==== Excerpted passage ====
October 14th, 2008 | argument, problem solving, Storytelling | 1 comment

Is there evidence of voting fraud? Not if you look at all the facts.

Lawyers are skeptics not because they are innately skeptical but because they are trained by experience not to trust the first plausible explanation of a given set of facts.

ACORN is very much in the news these days. As the New York Post reports, “The vote of Darnell Nash, one of four people subpoenaed in a Cuyahoga County probe of ACORN’s voter-registration activities, was canceled and his case was turned over to local prosecutors and law enforcement, Board of Elections officials said yesterday. Nash had registered to vote repeatedly from an address that belonged to a legitimately registered voter, officials said during a hearing at which the subpoenaed voters were to testify.”

News like this provokes Sarah Palin to declare, “The left-wing activist group, ACORN, is now under investigation for voter registration fraud in a number of battleground states… We can’t allow leftist groups like ACORN to steal this election.”

Let’s take a look at this news. First, as my colleague Jonathan Adler points out, “Of course registration fraud and actual voter fraud are not the same thing.” (emphasis added) In other words, the fact someone is fraudulently registered does not mean that he will or can get away with fraudulently voting. In fact, there is no evidence in recent history of any voter fraud involving voting by fraudulently registered voters. Jon would counter that registration fraud makes it impossible or at least very difficult to prove voting fraud.
==== Extracted records ====
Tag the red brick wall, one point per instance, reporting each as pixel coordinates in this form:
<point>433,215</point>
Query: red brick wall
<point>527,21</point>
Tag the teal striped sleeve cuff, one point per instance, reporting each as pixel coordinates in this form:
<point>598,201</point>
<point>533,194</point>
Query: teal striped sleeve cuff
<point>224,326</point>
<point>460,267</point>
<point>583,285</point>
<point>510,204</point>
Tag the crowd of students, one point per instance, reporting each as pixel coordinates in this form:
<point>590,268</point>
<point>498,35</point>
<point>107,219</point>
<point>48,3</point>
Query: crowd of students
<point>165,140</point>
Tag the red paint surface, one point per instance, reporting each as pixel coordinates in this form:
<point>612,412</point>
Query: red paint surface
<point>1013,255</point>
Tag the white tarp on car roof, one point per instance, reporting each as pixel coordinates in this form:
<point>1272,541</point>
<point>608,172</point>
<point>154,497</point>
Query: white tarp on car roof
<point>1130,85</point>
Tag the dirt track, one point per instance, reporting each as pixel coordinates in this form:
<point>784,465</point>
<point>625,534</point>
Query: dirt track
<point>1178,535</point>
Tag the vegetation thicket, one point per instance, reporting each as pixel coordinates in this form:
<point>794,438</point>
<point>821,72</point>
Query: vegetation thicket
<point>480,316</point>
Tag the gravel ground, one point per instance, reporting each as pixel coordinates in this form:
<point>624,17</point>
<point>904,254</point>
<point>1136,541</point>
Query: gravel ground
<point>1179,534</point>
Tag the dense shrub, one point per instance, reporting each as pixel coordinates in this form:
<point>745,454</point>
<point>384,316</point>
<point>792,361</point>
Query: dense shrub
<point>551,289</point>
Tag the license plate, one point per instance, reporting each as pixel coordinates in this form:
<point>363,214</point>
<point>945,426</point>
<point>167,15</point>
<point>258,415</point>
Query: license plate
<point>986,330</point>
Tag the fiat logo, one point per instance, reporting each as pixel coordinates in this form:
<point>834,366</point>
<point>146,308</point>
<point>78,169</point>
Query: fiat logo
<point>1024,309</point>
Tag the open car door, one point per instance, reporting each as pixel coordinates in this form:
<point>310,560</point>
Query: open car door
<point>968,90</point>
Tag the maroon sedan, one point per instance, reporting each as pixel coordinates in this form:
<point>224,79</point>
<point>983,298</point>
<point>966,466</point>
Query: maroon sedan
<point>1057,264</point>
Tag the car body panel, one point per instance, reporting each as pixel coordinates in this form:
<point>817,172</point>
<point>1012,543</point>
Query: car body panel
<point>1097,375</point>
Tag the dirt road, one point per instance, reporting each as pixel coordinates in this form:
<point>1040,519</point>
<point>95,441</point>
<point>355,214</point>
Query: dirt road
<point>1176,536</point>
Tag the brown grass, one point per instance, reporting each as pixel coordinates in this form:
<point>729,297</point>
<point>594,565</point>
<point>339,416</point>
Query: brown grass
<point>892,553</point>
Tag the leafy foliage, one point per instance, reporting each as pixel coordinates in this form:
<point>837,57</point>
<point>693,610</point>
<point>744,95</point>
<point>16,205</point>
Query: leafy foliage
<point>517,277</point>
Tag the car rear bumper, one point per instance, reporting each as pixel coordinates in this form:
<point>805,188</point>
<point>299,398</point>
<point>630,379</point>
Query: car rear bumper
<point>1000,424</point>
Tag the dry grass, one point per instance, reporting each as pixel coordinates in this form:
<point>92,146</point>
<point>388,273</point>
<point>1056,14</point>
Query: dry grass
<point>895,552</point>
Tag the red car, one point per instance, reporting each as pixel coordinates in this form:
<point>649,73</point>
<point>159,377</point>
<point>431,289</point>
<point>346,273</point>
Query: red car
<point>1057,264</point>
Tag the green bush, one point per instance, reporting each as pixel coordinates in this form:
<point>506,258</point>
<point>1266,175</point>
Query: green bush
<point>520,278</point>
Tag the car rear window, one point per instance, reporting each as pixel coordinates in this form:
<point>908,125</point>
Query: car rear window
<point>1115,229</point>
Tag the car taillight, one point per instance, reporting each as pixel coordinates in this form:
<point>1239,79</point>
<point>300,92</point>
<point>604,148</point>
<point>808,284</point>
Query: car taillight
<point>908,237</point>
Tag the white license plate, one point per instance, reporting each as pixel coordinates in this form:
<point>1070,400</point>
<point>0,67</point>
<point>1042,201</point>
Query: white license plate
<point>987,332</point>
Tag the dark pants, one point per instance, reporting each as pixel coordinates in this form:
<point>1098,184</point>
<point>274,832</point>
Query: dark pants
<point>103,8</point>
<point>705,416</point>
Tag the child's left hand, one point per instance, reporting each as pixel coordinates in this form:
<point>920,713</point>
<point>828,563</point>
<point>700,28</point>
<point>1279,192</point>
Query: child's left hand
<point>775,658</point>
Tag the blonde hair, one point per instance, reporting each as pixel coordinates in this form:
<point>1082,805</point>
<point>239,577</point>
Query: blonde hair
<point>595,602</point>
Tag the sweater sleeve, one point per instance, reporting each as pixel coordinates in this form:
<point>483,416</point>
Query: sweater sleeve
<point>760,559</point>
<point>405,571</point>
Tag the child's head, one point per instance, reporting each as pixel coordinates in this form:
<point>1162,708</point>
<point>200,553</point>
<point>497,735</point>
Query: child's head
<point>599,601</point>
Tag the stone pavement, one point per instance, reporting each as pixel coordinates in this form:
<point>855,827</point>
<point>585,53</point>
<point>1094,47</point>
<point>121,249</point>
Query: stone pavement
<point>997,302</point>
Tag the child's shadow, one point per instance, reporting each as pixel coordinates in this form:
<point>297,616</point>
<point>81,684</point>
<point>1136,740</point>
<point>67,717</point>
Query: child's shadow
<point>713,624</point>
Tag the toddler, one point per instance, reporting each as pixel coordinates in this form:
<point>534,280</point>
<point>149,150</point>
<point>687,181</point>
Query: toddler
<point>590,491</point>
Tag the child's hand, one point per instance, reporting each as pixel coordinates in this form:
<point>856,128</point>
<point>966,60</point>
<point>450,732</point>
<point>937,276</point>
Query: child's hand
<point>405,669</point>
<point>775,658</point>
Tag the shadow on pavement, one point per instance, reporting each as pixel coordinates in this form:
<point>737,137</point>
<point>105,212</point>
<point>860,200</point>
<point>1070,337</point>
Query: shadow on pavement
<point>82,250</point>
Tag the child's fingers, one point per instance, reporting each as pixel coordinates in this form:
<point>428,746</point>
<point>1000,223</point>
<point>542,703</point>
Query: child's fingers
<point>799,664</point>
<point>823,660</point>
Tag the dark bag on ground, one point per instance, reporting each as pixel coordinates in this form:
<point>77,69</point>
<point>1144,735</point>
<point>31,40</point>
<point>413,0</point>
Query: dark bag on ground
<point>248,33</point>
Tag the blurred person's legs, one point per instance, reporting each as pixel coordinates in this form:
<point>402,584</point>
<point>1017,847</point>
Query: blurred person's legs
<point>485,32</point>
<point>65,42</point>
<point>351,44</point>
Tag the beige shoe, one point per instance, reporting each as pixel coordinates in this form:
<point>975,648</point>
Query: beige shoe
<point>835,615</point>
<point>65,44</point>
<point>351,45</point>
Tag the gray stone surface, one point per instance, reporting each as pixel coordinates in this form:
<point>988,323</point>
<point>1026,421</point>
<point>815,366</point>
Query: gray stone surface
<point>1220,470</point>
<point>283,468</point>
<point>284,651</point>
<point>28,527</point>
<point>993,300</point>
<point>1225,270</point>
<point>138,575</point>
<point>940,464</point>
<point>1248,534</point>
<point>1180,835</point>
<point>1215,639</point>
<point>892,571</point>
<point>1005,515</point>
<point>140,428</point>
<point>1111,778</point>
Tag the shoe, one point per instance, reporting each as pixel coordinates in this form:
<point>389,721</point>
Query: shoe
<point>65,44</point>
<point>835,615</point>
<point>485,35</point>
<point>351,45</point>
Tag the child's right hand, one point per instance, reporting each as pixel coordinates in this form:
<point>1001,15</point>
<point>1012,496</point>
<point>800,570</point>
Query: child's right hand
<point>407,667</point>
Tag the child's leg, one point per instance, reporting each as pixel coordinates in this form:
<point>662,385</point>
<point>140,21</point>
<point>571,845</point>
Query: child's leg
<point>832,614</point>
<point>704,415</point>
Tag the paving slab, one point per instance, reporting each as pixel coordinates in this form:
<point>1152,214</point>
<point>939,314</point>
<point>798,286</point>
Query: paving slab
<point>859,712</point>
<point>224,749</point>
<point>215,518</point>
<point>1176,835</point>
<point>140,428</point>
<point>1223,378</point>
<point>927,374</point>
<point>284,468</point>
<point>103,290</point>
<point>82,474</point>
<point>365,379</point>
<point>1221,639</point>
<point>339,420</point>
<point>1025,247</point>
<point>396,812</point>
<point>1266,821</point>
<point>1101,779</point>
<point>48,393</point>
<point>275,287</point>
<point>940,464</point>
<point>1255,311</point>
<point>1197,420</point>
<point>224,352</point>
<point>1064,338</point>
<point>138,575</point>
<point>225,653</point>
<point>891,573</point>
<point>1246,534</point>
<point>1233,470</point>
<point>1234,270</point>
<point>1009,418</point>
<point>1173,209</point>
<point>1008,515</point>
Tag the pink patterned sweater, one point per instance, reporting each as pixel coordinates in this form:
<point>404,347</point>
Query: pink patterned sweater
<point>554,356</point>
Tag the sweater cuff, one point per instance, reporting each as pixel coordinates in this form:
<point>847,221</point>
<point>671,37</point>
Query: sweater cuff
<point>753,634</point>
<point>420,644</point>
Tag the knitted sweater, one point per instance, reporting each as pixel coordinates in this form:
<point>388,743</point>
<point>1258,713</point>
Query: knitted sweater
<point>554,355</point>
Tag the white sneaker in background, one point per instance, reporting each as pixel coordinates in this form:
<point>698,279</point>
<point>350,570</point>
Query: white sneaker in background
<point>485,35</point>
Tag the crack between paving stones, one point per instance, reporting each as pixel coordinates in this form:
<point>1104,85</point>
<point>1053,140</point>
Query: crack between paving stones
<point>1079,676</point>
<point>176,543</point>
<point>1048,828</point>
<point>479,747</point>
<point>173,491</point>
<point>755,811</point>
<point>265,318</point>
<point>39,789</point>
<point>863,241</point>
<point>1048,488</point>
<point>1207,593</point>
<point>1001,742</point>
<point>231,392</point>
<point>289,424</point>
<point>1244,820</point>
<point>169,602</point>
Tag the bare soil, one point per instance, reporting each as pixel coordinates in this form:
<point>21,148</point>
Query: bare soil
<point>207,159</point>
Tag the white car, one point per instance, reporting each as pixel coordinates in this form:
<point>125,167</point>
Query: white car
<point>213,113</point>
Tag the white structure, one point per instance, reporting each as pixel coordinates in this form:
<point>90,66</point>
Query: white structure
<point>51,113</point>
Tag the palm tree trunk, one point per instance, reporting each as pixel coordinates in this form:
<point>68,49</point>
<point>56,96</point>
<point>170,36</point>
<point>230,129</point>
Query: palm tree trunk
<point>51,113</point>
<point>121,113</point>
====
*Requests*
1. Repeat the stretch of the voter fraud passage from "News like this" through "prove voting fraud." word for word.
2. Please reproduce, without changes, the stretch of the listing from the line containing "Tag the red paint" through the line containing "<point>1097,375</point>", including both of those lines.

*Answers per task*
1.
News like this provokes Sarah Palin to declare, “The left-wing activist group, ACORN, is now under investigation for voter registration fraud in a number of battleground states… We can’t allow leftist groups like ACORN to steal this election.”

Let’s take a look at this news. First, as my colleague Jonathan Adler points out, “Of course registration fraud and actual voter fraud are not the same thing.” (emphasis added) In other words, the fact someone is fraudulently registered does not mean that he will or can get away with fraudulently voting. In fact, there is no evidence in recent history of any voter fraud involving voting by fraudulently registered voters. Jon would counter that registration fraud makes it impossible or at least very difficult to prove voting fraud.

2.
Tag the red paint surface, one point per instance, reporting each as pixel coordinates in this form:
<point>612,412</point>
Query: red paint surface
<point>1013,255</point>
Tag the white tarp on car roof, one point per instance, reporting each as pixel coordinates in this form:
<point>1272,541</point>
<point>608,172</point>
<point>154,497</point>
Query: white tarp on car roof
<point>1130,85</point>
Tag the dirt track, one point per instance, reporting each as pixel coordinates in this form:
<point>784,465</point>
<point>625,534</point>
Query: dirt track
<point>1178,535</point>
Tag the vegetation thicket, one point per instance, reporting each as pixel coordinates in this form:
<point>794,438</point>
<point>821,72</point>
Query: vegetation thicket
<point>480,316</point>
Tag the gravel ground, one point per instance, reporting each as pixel coordinates in this form:
<point>624,17</point>
<point>904,254</point>
<point>1136,541</point>
Query: gravel ground
<point>1179,534</point>
Tag the dense shrub, one point per instance, reporting each as pixel coordinates in this form:
<point>745,454</point>
<point>384,316</point>
<point>792,361</point>
Query: dense shrub
<point>551,289</point>
Tag the license plate, one point per instance, reporting each as pixel coordinates in this form:
<point>363,214</point>
<point>945,426</point>
<point>167,15</point>
<point>258,415</point>
Query: license plate
<point>986,330</point>
Tag the fiat logo, one point per instance, reporting each as pixel coordinates in this form:
<point>834,366</point>
<point>146,308</point>
<point>78,169</point>
Query: fiat logo
<point>1024,309</point>
Tag the open car door, one point per instance, reporting each as pixel coordinates in this form:
<point>310,560</point>
Query: open car door
<point>968,90</point>
Tag the maroon sedan, one point per instance, reporting each as pixel coordinates in this form:
<point>224,79</point>
<point>983,298</point>
<point>966,466</point>
Query: maroon sedan
<point>1057,264</point>
Tag the car body panel, one point per instance, reporting each as pixel coordinates in this form:
<point>817,172</point>
<point>1012,543</point>
Query: car body panel
<point>1097,375</point>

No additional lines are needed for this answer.